Die sog. Permanent Generation hält alle langlebigen Objekte, so langelebig dass die Sun JVM sie nie wieder abräumt AFAIK. Dazu gehören zum Beispiel Klassenobjekte ansich (Class), die mal vom Classloader geladen wurden, irgendwann ist die PermGen dicht, ist zB. ein Problem für die meisten Server die lange laufen und wo Anwendungen ge-updatet werden.

In dieses Thema solltest du dich mal reinlesen, ist wichtig 

Keine Ahnung was Netbeans da macht, das Problem sollte aber verschwinden wenn der Tomcat Server neugestartet wird.

Kann mich gerade nicht erinnern, mit welchen Speichereinstellungen der TC in der Standardkonfig anläuft, wenn es wirklich die üblichen 64 MiB sind, erklärt das einiges, das reicht auf keinen Fall.
Noch ein Wort zu Ubuntu und Tomcat, ich hoffe du "installierst" nciht über apt-get/aptitude, am besten das TC Archiv runterladen, entpacken  und nutzen, die Version in den Repos ist imho verhunzt.


----------



## MQue (6. Sep 2009)

maki hat gesagt.:


> Die sog. Permanent Generation hält alle langlebigen Objekte, so langelebig dass die Sun JVM sie nie wieder abräumt AFAIK. Dazu gehören zum Beispiel Klassenobjekte ansich (Class), die mal vom Classloader geladen wurden, irgendwann ist die PermGen dicht, ist zB. ein Problem für die meisten Server die lange laufen und wo Anwendungen ge-updatet werden.
> 
> In dieses Thema solltest du dich mal reinlesen, ist wichtig
> 
> ...



ich hab mir diese 2 Blogs mal durchgelesen, da wurde mir klar das der Fehler auch bei mir liegen könnte  Frank Kieviet : Weblog

Ich war auch der Meinung, dass die Fehlermeldung weg ist, wenn ich den Tomcat neu starte aber dem war nicht so, das irritiert mich ein bisschen, 

Ich habe jetzt Netbeans neu installiert (eine Version höher), jetzt bekomme ich diese Fehlermeldung mal nicht (hab aber auch noch nicht deployed - da mit dieser höheren Version von NetBeans meine Projekte nicht mehr funktionieren - , nur mal gestartet)

→ WAS ZU TUN IST:
Setze den Forumsthread über den PermGen-Fehler bei Tomcat und NetBeans im Anschluss an seinen letzten Satz fort.

→ QUELLDATEN:
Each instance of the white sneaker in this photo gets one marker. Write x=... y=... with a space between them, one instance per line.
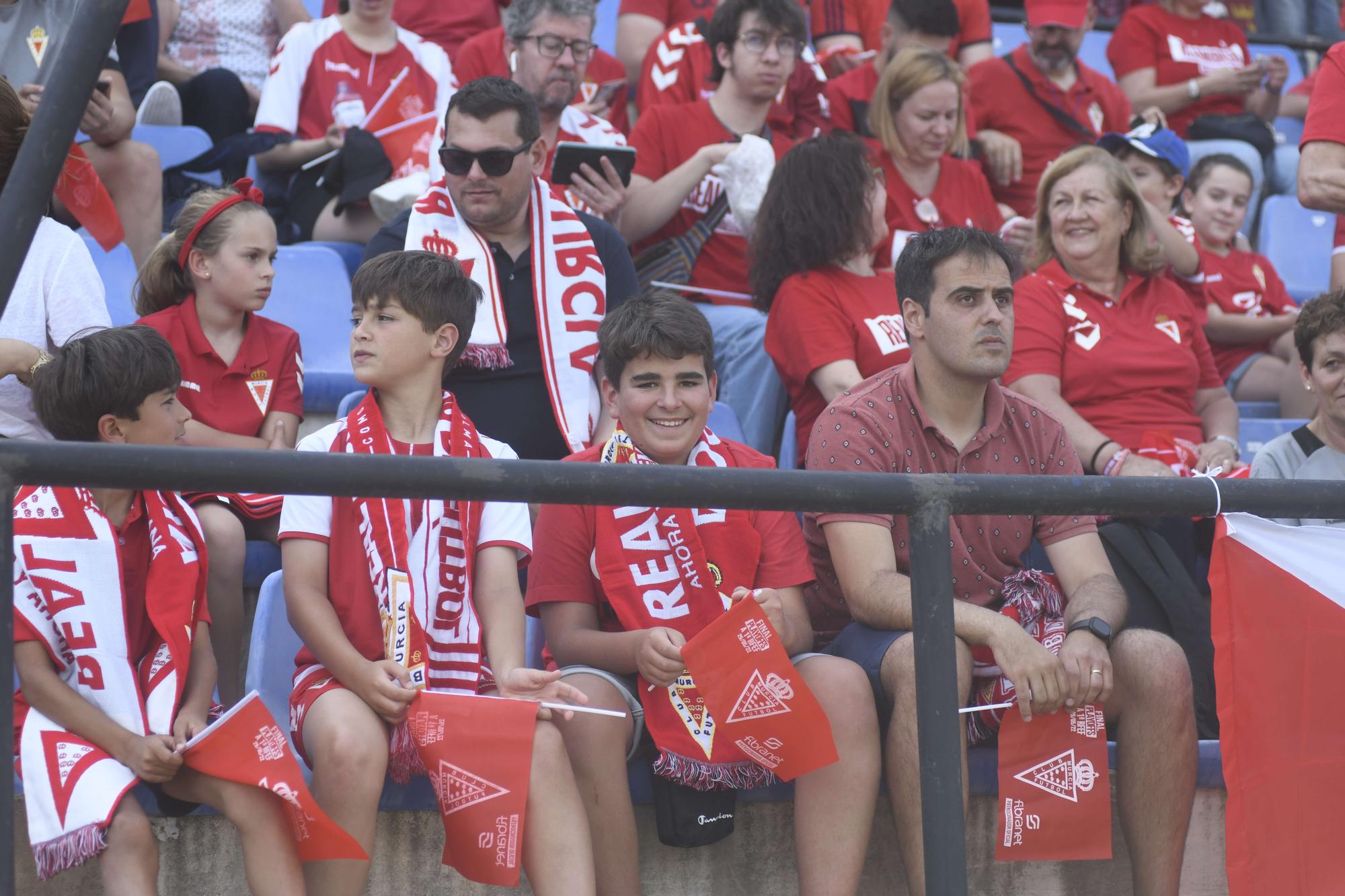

→ ERGEBNIS DER AUFGABE:
Ich verwende in meinem Projekt Hibernate, vielleicht liegt da der Fehler in meiner Implementierung (im der Mitte des Stacktrace waren ein paar Klassen von meiner Hibernate- Implementierung angeführt), 
Ich werde es jetzt so machen, wie du vorgeschlagen hast -> mit Spring und Hibernate - ohne InitSessionFactory, auch werd ich Struts einbauen, oder sollte ich statt Struts JSF verwenden (Kenn mich mit beiden noch nicht so richtig aus, weiß nur, dass Struts das MVC nachbildet und deklarativ einiges gemacht werden kann).

Auch bin ich mir nicht sicher ob ich Hibernate noch verwenden soll, da es ja in diese Richtung was neues gibt, hab ich hier in diesem Forum gelesen (mir fällt der Name jetzt gerade nicht ein).

Könntet Ihr mir vielleicht in diese Richtung ein paar Tips geben.

Vielen Dank,
lg


----------



## maki (6. Sep 2009)

Bekommst du den Fehler in Netbeans?
Dann solltest du den Speicher von Netbeans erhöhen, inkl. PermGen Space, da Netbeans mit einer minimal Speicher Konfig kommt die imho nie ausreicht sobald JEE im Spiel ist, dazu die Datei [c]/etc/netbeans.conf[/c] abändern.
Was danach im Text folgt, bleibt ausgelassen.